▶ [Exercise]:
Convert the lines below into a Markdown table with the columns "Row" and "Line", numbering each row and omitting any blank lines.

▶ [Data provided]:
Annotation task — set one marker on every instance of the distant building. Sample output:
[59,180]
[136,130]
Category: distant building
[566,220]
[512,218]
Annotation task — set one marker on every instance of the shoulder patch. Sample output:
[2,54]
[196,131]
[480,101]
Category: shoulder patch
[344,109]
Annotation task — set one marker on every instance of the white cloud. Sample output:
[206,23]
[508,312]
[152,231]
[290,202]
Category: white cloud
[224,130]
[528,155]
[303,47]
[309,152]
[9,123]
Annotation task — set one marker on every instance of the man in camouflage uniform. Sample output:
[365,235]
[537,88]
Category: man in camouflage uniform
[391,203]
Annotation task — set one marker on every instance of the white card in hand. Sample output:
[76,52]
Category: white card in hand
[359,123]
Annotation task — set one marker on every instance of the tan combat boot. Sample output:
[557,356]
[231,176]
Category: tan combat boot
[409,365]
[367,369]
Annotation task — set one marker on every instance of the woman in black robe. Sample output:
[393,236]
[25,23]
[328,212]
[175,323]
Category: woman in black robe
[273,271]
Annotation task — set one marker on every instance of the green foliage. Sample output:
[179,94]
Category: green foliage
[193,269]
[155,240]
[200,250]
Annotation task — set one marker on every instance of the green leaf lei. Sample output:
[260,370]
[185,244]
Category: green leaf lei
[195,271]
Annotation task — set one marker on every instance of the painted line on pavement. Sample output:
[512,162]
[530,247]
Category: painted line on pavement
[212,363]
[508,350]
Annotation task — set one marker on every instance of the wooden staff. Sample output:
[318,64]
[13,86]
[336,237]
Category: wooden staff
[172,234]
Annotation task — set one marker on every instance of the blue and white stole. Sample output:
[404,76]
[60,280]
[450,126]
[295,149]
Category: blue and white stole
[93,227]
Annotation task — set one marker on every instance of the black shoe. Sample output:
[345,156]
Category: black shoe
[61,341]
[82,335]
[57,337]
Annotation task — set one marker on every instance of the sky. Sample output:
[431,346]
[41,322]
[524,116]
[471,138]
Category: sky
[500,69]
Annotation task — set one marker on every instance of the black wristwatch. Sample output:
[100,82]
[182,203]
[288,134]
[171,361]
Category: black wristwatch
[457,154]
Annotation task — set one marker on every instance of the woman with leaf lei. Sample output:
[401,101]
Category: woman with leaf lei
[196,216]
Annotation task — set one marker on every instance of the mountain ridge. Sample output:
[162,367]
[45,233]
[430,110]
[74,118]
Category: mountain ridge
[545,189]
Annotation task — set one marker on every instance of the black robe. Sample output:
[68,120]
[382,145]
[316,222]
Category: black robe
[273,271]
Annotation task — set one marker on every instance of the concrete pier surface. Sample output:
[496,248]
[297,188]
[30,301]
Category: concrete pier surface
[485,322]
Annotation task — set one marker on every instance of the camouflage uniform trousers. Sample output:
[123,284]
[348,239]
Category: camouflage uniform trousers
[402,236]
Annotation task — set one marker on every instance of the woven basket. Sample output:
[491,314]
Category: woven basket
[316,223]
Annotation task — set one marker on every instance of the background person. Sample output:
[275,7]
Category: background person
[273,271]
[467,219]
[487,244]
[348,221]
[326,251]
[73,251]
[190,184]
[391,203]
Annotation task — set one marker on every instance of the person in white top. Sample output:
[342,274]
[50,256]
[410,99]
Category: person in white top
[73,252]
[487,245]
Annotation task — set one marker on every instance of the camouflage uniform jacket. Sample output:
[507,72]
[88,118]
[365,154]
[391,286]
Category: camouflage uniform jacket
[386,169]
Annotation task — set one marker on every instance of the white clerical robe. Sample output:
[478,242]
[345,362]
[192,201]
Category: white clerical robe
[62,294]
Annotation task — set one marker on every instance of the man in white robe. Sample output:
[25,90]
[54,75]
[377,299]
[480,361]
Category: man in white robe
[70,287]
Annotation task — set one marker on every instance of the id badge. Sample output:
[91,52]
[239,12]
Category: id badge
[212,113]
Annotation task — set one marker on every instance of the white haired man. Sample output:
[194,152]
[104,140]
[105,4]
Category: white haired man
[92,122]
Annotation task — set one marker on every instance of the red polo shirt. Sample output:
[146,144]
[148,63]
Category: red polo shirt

▶ [Full response]:
| Row | Line |
|---|---|
| 1 | Annotation task — set one marker on every instance of the distant building. Sample output: |
| 2 | [59,180] |
| 3 | [136,130] |
| 4 | Category: distant building |
| 5 | [566,220] |
| 6 | [512,218] |
| 7 | Annotation task — set one marker on every instance of the shoulder patch. Sample output: |
| 8 | [2,54] |
| 9 | [196,131] |
| 10 | [480,101] |
| 11 | Category: shoulder patch |
| 12 | [344,109] |
| 13 | Annotation task — set one marker on every instance of the white cloud. Sample output: |
| 14 | [206,23] |
| 15 | [508,312] |
| 16 | [152,231] |
| 17 | [290,202] |
| 18 | Category: white cloud |
| 19 | [224,130] |
| 20 | [528,155] |
| 21 | [303,47] |
| 22 | [309,152] |
| 23 | [9,123] |
| 24 | Annotation task — set one marker on every instance of the man in camouflage uniform. Sample output: |
| 25 | [365,235] |
| 26 | [537,88] |
| 27 | Category: man in camouflage uniform |
| 28 | [391,203] |
| 29 | Annotation task — set one marker on every instance of the white card in hand. Sample output: |
| 30 | [76,52] |
| 31 | Category: white card in hand |
| 32 | [359,123] |
| 33 | Annotation task — set one marker on every instance of the tan combat boot. Sample output: |
| 34 | [557,356] |
| 35 | [231,176] |
| 36 | Category: tan combat boot |
| 37 | [409,365] |
| 38 | [367,369] |
| 39 | Annotation task — set one marker on every instance of the woman in black robe. Sample output: |
| 40 | [393,236] |
| 41 | [25,23] |
| 42 | [328,212] |
| 43 | [175,323] |
| 44 | Category: woman in black robe |
| 45 | [273,271] |
| 46 | Annotation task — set one marker on every instance of the green foliage. Sample output: |
| 47 | [179,94] |
| 48 | Category: green foliage |
| 49 | [193,269] |
| 50 | [155,240] |
| 51 | [200,250] |
| 52 | Annotation task — set one marker on every instance of the green leaf lei. Sample output: |
| 53 | [260,370] |
| 54 | [185,244] |
| 55 | Category: green leaf lei |
| 56 | [195,271] |
| 57 | Annotation task — set one marker on every instance of the painted line on pavement. Sample output: |
| 58 | [512,162] |
| 59 | [530,247] |
| 60 | Category: painted line on pavement |
| 61 | [212,363] |
| 62 | [508,350] |
| 63 | Annotation task — set one marker on every instance of the wooden staff. Sample output: |
| 64 | [318,64] |
| 65 | [13,86] |
| 66 | [336,237] |
| 67 | Category: wooden staff |
| 68 | [172,234] |
| 69 | Annotation task — set one marker on every instance of the blue and white stole. Sample output: |
| 70 | [404,76] |
| 71 | [60,280] |
| 72 | [450,126] |
| 73 | [295,149] |
| 74 | Category: blue and white stole |
| 75 | [93,227] |
| 76 | Annotation task — set one marker on every instance of the black shoe. Sample output: |
| 77 | [345,156] |
| 78 | Category: black shoe |
| 79 | [61,341] |
| 80 | [82,335] |
| 81 | [57,337] |
| 82 | Annotation task — set one marker on every instance of the sky. Sample output: |
| 83 | [431,346] |
| 84 | [41,322] |
| 85 | [524,116] |
| 86 | [471,138] |
| 87 | Category: sky |
| 88 | [500,69] |
| 89 | Annotation task — set one marker on every instance of the black wristwatch. Sample output: |
| 90 | [100,82] |
| 91 | [182,203] |
| 92 | [288,134] |
| 93 | [171,361] |
| 94 | Category: black wristwatch |
| 95 | [457,154] |
| 96 | Annotation task — set one marker on every instance of the woman with leaf lei. Sample output: |
| 97 | [401,101] |
| 98 | Category: woman with leaf lei |
| 99 | [196,216] |
| 100 | Annotation task — set one marker on every instance of the mountain ridge. Sample output: |
| 101 | [162,367] |
| 102 | [45,233] |
| 103 | [430,110] |
| 104 | [74,118] |
| 105 | Category: mountain ridge |
| 106 | [545,189] |
| 107 | Annotation task — set one marker on every instance of the black robe. Sample output: |
| 108 | [68,120] |
| 109 | [382,145] |
| 110 | [316,222] |
| 111 | Category: black robe |
| 112 | [273,271] |
| 113 | Annotation task — set one marker on every instance of the concrete pier surface. Sample output: |
| 114 | [496,248] |
| 115 | [297,188] |
| 116 | [30,301] |
| 117 | Category: concrete pier surface |
| 118 | [485,322] |
| 119 | Annotation task — set one marker on every instance of the camouflage uniform trousers. Sample output: |
| 120 | [123,284] |
| 121 | [348,239] |
| 122 | Category: camouflage uniform trousers |
| 123 | [402,236] |
| 124 | Annotation task — set one marker on every instance of the woven basket. Sample output: |
| 125 | [491,314] |
| 126 | Category: woven basket |
| 127 | [316,223] |
| 128 | Annotation task — set one marker on every instance of the background person. Sample output: |
| 129 | [275,7] |
| 130 | Category: background person |
| 131 | [273,271] |
| 132 | [467,219] |
| 133 | [487,244] |
| 134 | [348,221] |
| 135 | [326,251] |
| 136 | [73,251] |
| 137 | [190,184] |
| 138 | [391,203] |
| 139 | Annotation task — set one marker on every instance of the person in white top. Sample output: |
| 140 | [342,274] |
| 141 | [50,256] |
| 142 | [410,99] |
| 143 | Category: person in white top |
| 144 | [73,252] |
| 145 | [487,245] |
| 146 | Annotation task — set one marker on every instance of the camouflage uniform jacket. Sample output: |
| 147 | [507,72] |
| 148 | [88,118] |
| 149 | [365,154] |
| 150 | [391,286] |
| 151 | Category: camouflage uniform jacket |
| 152 | [386,169] |
| 153 | Annotation task — set one marker on every instance of the white clerical robe. Sample output: |
| 154 | [478,242] |
| 155 | [345,362] |
| 156 | [192,201] |
| 157 | Category: white clerical robe |
| 158 | [62,294] |
| 159 | Annotation task — set one marker on every instance of the man in white robe. Sample output: |
| 160 | [25,90] |
| 161 | [54,75] |
| 162 | [377,299] |
| 163 | [480,361] |
| 164 | Category: man in white robe |
| 165 | [70,287] |
| 166 | Annotation task — set one marker on every instance of the id badge. Sample output: |
| 167 | [91,52] |
| 168 | [239,12] |
| 169 | Category: id badge |
| 170 | [212,113] |
| 171 | Annotation task — set one marker on every instance of the white haired man. Sample output: |
| 172 | [194,152] |
| 173 | [104,140] |
| 174 | [105,4] |
| 175 | Category: white haired man |
| 176 | [92,122] |
| 177 | Annotation task — set one marker on every instance of the red polo shirt. Sample output: |
| 178 | [146,144] |
| 179 | [148,63] |
| 180 | Category: red polo shirt |